- Reading passage
Things Are Starting to Look Up…Finally

Things Are Starting to Look Up…Finally

I hate to exaggerate but the past 9 months have been the worst 9 months I’ve ever been through, and I’m bloody proud I pulled myself through them and made it out the other end! I started university, struggled with university, got into a toxic relationship, suffered with my mental health more than ever, this in turn effecting my physical health and well over all its been a car crash of a 9 months. But after plenty of tears, tantrums and me deciding I want to give everything up, and move myself to some remote country and be at one with the world having no stress or problems, I’ve finally (somewhat) got my shit together…for the time being anyway.

Here’s how things are starting to look up for me…

I’ve got myself a new job – I came back from university around April time and decided I wasn’t happy where I was originally working, so decided to do something about it. I got myself another waitressing job to keep me tired over while I’m not studying, at a local pub – I’ve never been happier at a job. I work with a lovely bunch of people, I’ve settled in scarily well, already feeling part of the team even after only being there for a couple of months.

Got out of a toxic relationship – When I started university I fell head over heels for a guy who I definitely shouldn’t have. I think this was one of the reasons I struggled so much when it came to settling in at university. The guy who I was with made me doubt a lot about myself, I lost a lot of confidence, and began to think I wasn’t good enough for anyone. It wasn’t until I arrived home from university that something just clicked in my head and I realised I could do so much better. I recently wrote a post all about the break up I went through which you can fine here, if you’re interested. Also, may I just add that since dropping the fuckboy, I’ve now found a guy who treats me well, texts me back and actually wants to take me out, so they do exist, and there is hope for us all, girls!

I have an exciting summer planned – This is the first year in a while that I’ve said a big fuck you to my anxiety and I’ve made some fairly exciting plans for the summer including festivals, days out, and holidays – all of which I am sure will make an appearance on the blog. That’s another thing, I finally got my booty back into gear and have got my blog back up and running, with a bit of a theme revamp, what do we think?! I neglected it for a while because the guy I was seeing would take the piss out of it…knob I know, the fact that he made me feel stupid for doing something I enjoy will forever anger me, but I’m onto bigger and better things now, boy bye.

I’m going back to university!!! – This is the one that I am most excited about, that I am going back to studying what I love. I went through a stage when my MH was particularly bad that I didn’t want to continue my degree, but since then I’ve realised that I’m bloody good at what I do and that if I love it that much its worth pursuing further. This time I vow to myself not to get involved with anyone toxic and to throw myself into everything. If I don’t do this, someone please shake me and force me to put myself out there more, kind regaurds.

Lastly, I’ve got my mojo back – I went through a period of being very unmotivated with everything, like I’m not exaggerating when I say that I literally wanted to do nothing. I lost my love for all my hobbies, drawing, running, socialising, knitting (I’m secretly an 80 year old) – the whole lot. I’ve recently got my motivation back for everything, I’m back to designing, loving my training, and I’m back doing my blog and social medias which I couldn’t be happier about. I’ve also got my personality back, which sounds stupid, but when all of this was going on I lost my sparkle, and sarcasm which is what I’m known for, but rest assured, sarcastic and sassy Han is back in full force.

I sincerely hope that I haven’t just jinxed everything and that I’ll wake up tomorrow with my life falling apart, I will not be a happy bunny. But for now, for the first time in a long time I’m very content and happy with my life and it’s a pretty fab feeling – I mean I’ll keep you updated if things change, but I bloody hope they don’t; if they could keep getting better that would be greatly appreciated.

- Task brief
Answer these questions about the blog post above:
1. What new job did the writer take, and where?
2. Why did the writer neglect the blog for a while?
3. Which hobbies does the writer say they lost their love for?

- Source records
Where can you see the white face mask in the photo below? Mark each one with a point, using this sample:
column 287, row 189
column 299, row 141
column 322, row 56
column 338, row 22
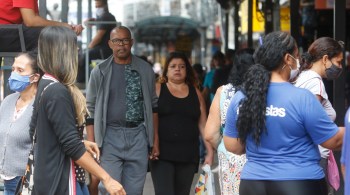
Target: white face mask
column 294, row 72
column 100, row 11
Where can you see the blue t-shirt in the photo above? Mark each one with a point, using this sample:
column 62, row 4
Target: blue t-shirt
column 296, row 123
column 345, row 156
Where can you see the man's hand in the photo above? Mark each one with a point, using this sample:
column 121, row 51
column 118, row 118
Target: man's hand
column 77, row 28
column 93, row 149
column 113, row 187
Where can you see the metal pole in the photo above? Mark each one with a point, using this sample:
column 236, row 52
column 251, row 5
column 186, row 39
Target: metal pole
column 339, row 84
column 226, row 29
column 64, row 12
column 236, row 24
column 42, row 8
column 268, row 16
column 203, row 34
column 294, row 20
column 250, row 23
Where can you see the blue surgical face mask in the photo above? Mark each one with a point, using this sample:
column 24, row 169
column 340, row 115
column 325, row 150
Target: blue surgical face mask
column 100, row 11
column 18, row 82
column 294, row 72
column 333, row 72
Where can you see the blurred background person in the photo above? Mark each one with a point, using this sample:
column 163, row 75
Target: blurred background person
column 345, row 156
column 323, row 59
column 230, row 165
column 25, row 12
column 200, row 74
column 55, row 13
column 221, row 75
column 15, row 115
column 182, row 117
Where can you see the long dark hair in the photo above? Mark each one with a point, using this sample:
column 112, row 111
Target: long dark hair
column 190, row 76
column 320, row 47
column 269, row 56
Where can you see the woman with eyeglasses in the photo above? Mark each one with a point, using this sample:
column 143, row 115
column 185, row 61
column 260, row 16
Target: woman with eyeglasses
column 322, row 60
column 15, row 114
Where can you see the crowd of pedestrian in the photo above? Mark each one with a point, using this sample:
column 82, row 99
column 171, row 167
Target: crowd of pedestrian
column 267, row 142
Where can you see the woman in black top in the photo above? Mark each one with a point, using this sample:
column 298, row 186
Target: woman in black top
column 181, row 111
column 57, row 113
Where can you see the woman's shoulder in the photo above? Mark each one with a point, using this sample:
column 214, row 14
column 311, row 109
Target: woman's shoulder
column 306, row 77
column 10, row 98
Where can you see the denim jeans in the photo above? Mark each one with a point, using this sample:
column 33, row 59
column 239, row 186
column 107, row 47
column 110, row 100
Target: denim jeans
column 10, row 185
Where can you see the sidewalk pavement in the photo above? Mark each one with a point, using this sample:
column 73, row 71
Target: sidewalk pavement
column 149, row 189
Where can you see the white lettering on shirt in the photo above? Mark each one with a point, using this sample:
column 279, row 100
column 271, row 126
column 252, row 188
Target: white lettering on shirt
column 275, row 111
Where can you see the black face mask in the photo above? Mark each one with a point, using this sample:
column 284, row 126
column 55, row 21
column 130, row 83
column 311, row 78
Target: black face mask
column 333, row 72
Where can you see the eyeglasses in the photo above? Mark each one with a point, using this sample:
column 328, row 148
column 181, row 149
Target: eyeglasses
column 121, row 41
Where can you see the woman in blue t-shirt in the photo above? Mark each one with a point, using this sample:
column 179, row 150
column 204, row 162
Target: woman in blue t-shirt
column 279, row 125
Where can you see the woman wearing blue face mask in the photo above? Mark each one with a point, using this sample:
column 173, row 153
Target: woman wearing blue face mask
column 15, row 115
column 322, row 60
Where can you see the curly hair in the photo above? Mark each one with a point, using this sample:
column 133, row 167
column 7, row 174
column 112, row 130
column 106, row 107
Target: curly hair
column 269, row 57
column 320, row 47
column 190, row 76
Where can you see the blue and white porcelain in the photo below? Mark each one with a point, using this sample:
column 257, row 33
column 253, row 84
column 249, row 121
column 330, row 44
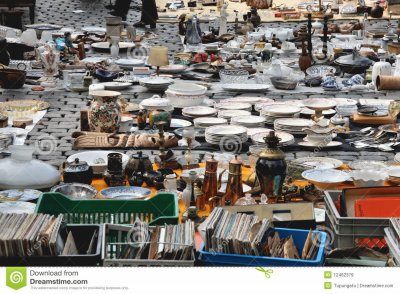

- Reply
1. A waitressing job at a local pub.
2. The guy the writer was seeing would make fun of it.
3. Drawing, running, socializing and knitting.